Provided records START
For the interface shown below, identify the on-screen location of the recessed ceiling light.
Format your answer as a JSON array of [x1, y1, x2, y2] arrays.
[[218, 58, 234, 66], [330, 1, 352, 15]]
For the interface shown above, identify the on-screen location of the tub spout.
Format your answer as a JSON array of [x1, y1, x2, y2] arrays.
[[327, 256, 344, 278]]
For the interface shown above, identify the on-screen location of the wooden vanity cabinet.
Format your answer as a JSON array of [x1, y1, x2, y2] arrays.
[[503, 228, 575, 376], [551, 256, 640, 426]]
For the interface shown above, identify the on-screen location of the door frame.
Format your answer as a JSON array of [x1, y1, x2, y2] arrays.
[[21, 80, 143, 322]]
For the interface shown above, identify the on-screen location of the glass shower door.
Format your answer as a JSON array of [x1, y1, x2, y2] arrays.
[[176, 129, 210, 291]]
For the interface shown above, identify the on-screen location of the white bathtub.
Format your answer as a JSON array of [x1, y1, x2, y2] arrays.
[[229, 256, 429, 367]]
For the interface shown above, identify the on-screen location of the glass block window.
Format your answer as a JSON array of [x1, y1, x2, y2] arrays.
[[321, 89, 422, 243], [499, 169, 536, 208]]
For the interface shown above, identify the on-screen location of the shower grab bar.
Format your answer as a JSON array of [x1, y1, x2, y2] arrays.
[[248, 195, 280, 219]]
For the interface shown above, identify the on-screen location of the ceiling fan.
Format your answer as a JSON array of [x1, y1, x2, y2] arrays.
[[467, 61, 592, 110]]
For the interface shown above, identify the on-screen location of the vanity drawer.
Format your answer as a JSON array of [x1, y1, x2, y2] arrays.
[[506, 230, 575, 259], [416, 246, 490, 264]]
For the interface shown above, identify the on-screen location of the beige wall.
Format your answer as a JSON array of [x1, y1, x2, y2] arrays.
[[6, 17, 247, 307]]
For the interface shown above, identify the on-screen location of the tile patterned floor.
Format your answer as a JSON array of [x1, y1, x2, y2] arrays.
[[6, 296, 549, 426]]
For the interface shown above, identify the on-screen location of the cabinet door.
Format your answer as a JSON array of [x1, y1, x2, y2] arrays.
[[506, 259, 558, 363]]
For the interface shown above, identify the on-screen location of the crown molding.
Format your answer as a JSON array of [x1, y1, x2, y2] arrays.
Provided records END
Work to complete: Among the records, find the lines that contain "glass" and copy each of them.

Output of the task:
For the interface shown above, identify the on-screen location of the glass shower door.
For the interface shown above, identify the on-screen location of the glass block window.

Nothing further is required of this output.